-- Input records follows --
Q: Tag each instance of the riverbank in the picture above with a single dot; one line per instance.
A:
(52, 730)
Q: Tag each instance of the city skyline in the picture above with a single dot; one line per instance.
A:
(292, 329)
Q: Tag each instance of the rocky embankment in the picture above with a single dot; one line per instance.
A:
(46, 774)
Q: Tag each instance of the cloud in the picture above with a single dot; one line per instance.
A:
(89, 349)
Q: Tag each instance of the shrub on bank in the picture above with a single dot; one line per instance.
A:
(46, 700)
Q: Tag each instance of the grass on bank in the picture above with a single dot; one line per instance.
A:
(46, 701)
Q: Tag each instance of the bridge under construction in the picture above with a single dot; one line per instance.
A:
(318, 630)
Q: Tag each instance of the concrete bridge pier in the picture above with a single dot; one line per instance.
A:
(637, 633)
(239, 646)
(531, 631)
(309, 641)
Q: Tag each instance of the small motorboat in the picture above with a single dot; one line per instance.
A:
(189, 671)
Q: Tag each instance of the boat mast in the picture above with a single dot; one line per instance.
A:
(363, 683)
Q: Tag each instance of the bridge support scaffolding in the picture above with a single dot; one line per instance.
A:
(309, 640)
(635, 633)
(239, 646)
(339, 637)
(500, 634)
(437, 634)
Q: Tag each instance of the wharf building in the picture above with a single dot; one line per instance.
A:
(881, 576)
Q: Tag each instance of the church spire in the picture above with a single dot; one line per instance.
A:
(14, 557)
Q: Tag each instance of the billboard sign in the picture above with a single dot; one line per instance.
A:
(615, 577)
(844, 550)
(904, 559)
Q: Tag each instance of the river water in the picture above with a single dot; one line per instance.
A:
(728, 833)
-- Input records concluded --
▸ **Try it**: Your task is to list each line of the records with the word "bridge".

▸ **The completed task**:
Q: Tag each instance of the bridge under construction in the picture above with a single dot; one line per instance.
Q: Tag each instance of the concrete bridge pier in the picture above with a single dot; one line per instance.
Q: Tag each instance of the bridge support scaffolding in the picture above with a single dot; one line per instance.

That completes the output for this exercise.